>> Begin Records shown

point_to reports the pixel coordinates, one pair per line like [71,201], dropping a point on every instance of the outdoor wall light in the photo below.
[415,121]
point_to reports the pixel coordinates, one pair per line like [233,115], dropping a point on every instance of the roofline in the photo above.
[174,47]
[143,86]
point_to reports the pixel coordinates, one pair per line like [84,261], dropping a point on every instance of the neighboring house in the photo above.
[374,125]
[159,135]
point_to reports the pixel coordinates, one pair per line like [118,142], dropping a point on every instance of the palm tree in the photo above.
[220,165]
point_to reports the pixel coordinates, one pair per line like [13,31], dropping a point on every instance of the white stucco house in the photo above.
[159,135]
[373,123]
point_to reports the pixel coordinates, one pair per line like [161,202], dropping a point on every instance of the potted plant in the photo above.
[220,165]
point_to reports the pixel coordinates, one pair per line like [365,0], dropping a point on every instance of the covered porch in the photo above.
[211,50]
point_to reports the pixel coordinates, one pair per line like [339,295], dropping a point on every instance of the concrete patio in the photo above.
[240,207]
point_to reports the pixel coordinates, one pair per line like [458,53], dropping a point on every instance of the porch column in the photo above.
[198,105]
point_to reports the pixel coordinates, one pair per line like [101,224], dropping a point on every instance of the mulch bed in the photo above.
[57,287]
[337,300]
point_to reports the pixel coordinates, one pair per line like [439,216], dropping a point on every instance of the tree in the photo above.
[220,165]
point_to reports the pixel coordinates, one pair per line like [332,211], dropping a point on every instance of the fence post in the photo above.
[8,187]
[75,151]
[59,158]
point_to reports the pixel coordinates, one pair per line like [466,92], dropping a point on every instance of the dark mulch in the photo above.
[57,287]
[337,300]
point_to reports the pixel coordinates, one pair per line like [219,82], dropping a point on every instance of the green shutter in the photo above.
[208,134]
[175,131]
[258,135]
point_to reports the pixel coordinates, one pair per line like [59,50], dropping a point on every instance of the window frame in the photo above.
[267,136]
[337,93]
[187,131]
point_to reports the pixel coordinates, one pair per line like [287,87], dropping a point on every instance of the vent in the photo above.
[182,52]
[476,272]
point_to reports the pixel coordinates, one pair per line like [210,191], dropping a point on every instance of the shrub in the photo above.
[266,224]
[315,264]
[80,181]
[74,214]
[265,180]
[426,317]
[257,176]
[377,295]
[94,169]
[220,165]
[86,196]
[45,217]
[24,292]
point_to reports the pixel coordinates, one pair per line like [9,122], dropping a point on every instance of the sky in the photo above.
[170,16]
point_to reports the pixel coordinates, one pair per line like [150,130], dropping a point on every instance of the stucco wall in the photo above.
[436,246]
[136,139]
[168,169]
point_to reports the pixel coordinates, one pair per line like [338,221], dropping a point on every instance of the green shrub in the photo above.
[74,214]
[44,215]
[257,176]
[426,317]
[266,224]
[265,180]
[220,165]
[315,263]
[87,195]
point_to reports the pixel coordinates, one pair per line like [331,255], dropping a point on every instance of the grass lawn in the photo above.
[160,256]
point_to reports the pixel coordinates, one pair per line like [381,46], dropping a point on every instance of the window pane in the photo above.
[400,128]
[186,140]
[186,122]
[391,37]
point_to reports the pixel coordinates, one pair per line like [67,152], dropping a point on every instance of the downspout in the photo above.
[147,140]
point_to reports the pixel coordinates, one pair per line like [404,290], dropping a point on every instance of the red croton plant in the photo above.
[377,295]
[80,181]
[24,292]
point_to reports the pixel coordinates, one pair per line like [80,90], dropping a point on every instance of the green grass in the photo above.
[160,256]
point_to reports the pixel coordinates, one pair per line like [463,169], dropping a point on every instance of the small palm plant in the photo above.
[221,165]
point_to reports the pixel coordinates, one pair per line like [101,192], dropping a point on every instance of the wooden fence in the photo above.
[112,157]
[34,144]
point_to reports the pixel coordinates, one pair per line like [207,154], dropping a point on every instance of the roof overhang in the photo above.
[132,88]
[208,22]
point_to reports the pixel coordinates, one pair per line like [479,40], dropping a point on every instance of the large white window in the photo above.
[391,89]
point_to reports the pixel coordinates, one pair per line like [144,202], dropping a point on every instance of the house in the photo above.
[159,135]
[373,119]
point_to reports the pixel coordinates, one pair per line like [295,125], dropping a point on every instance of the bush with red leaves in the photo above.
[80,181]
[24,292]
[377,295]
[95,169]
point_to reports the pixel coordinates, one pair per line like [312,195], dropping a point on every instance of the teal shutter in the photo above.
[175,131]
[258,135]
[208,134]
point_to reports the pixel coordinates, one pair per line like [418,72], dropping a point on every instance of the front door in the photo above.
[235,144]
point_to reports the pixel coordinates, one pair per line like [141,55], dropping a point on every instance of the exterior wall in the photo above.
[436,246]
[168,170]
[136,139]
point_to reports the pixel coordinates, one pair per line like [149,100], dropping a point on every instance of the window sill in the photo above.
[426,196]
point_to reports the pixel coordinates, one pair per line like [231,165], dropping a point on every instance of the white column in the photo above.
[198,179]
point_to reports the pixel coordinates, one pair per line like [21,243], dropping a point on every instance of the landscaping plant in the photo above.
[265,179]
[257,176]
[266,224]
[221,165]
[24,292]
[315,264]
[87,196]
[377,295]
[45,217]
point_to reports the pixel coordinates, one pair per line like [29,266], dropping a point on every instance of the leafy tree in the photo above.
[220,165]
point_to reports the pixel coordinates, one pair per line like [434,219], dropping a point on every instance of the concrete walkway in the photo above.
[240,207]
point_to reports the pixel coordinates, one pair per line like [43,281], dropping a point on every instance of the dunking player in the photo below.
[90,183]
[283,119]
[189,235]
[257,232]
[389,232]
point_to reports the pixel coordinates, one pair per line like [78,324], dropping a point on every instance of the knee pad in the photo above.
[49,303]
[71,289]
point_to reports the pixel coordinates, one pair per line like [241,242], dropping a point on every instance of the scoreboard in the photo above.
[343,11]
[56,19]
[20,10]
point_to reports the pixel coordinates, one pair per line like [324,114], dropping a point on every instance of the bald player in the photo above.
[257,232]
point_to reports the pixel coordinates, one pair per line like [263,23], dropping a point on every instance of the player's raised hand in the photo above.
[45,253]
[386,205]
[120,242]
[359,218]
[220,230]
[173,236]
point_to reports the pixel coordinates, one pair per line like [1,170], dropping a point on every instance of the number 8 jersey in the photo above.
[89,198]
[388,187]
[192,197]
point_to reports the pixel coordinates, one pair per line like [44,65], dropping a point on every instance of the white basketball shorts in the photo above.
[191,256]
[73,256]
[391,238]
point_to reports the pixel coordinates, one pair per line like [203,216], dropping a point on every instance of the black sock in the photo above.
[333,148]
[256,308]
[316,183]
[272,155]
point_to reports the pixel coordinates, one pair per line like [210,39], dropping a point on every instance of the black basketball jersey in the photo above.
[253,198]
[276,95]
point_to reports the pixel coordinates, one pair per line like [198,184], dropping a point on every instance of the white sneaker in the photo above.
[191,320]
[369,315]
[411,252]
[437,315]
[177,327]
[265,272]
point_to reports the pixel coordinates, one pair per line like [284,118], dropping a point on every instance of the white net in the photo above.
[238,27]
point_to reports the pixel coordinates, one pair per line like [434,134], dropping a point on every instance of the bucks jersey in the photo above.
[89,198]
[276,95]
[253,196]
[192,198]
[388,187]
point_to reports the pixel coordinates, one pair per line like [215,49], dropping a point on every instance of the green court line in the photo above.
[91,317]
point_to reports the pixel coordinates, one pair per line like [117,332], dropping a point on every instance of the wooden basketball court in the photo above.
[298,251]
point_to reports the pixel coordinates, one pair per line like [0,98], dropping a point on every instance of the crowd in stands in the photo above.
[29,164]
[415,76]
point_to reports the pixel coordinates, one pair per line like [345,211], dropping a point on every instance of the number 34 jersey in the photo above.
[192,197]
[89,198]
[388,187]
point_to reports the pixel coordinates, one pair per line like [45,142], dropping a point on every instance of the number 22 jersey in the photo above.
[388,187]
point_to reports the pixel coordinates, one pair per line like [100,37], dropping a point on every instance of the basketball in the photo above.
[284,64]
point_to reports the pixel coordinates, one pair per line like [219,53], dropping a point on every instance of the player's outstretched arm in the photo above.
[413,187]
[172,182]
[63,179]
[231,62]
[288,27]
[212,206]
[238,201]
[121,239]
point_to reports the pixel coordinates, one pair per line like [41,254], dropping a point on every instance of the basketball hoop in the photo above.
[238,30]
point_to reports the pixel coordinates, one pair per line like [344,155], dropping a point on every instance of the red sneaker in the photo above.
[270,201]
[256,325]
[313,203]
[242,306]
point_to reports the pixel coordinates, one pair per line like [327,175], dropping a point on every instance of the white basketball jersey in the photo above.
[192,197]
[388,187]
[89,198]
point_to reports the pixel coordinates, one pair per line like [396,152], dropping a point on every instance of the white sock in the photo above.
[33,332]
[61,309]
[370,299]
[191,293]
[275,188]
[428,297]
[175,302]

>> End Records shown

The exercise. Beginning at the line containing "bucks jersey in the photo above.", repeat each line exactly through the last line of the entries, and include no other lines.

Answer for the task.
point_to reports the pixel coordinates, one pair per line like [434,134], dropping a point on every instance of the bucks jersey in the photo above.
[89,198]
[276,95]
[253,196]
[192,198]
[388,187]
point_to reports the pixel coordinates, one pair per line like [215,49], dropping a point on every instance of the green court line in the photo above.
[91,317]
point_to reports the pixel coordinates, one pair per line like [117,332], dropping a point on every instance of the wooden basketball court in the photo above.
[298,251]
point_to reports the pixel coordinates, one pair per line like [0,98], dropping a point on every instance of the crowd in stands in the photo above.
[29,164]
[415,76]
point_to reports the pixel coordinates, one pair per line like [345,211], dropping a point on every instance of the number 34 jersey in the photo above.
[192,197]
[89,198]
[388,187]
point_to reports the pixel coordinates, one pair per line like [45,142], dropping a point on every instance of the number 22 jersey in the photo above.
[388,187]
point_to reports the pixel coordinates, one pair per line like [100,37], dropping a point on every instance of the basketball in the photo above.
[284,64]
point_to reports the pixel coordinates, one pair per line like [219,53], dropping a point on every instance of the player's outstretched arm in the photo above.
[413,187]
[172,182]
[63,179]
[231,62]
[288,27]
[212,206]
[238,201]
[121,239]
point_to reports the pixel coordinates, one pair per line like [41,254], dropping a point on every instance of the basketball hoop in the photo above.
[238,30]
point_to reports the pixel coordinates, one pair per line like [344,155], dropping a point on every instance of the red sneaker in the photo above.
[270,201]
[256,325]
[313,203]
[242,306]
point_to reports the pixel coordinates, one pair per line like [327,175], dropping a point on every instance of the white basketball jersey in the photo above.
[192,197]
[388,187]
[89,198]
point_to reports the pixel coordinates, one pair per line like [396,152], dropping a point on every instance of the white sock in the photo above.
[33,332]
[61,309]
[370,299]
[191,293]
[275,188]
[428,297]
[175,302]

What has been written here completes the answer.